(DIRECTIVE): State how many lines in the records below contain the string "instance", treating uppercase and lowercase as different. Give only the number.

(RECORDS FOR PROCESSING):
— Begin —
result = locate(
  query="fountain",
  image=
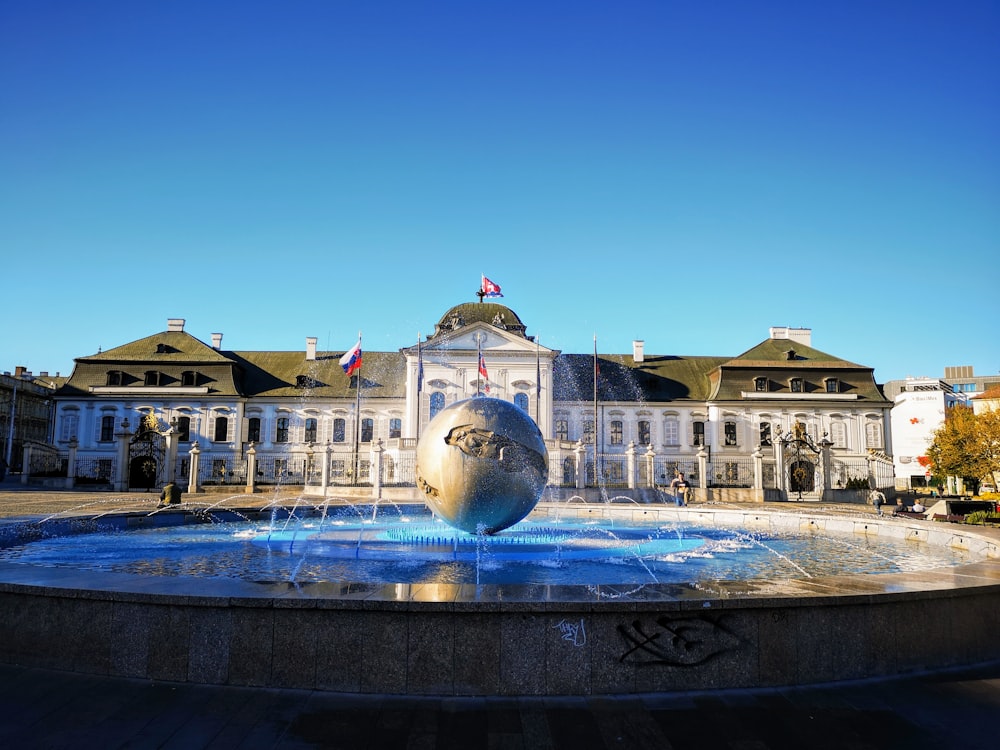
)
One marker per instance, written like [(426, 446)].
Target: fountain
[(365, 599)]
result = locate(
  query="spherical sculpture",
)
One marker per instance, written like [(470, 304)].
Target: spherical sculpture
[(482, 464)]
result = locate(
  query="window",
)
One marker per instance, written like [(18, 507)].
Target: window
[(838, 434), (873, 435), (437, 403), (672, 432), (221, 429), (617, 432), (70, 423), (562, 429), (107, 429)]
— End —
(WRITTEN RESPONSE): 3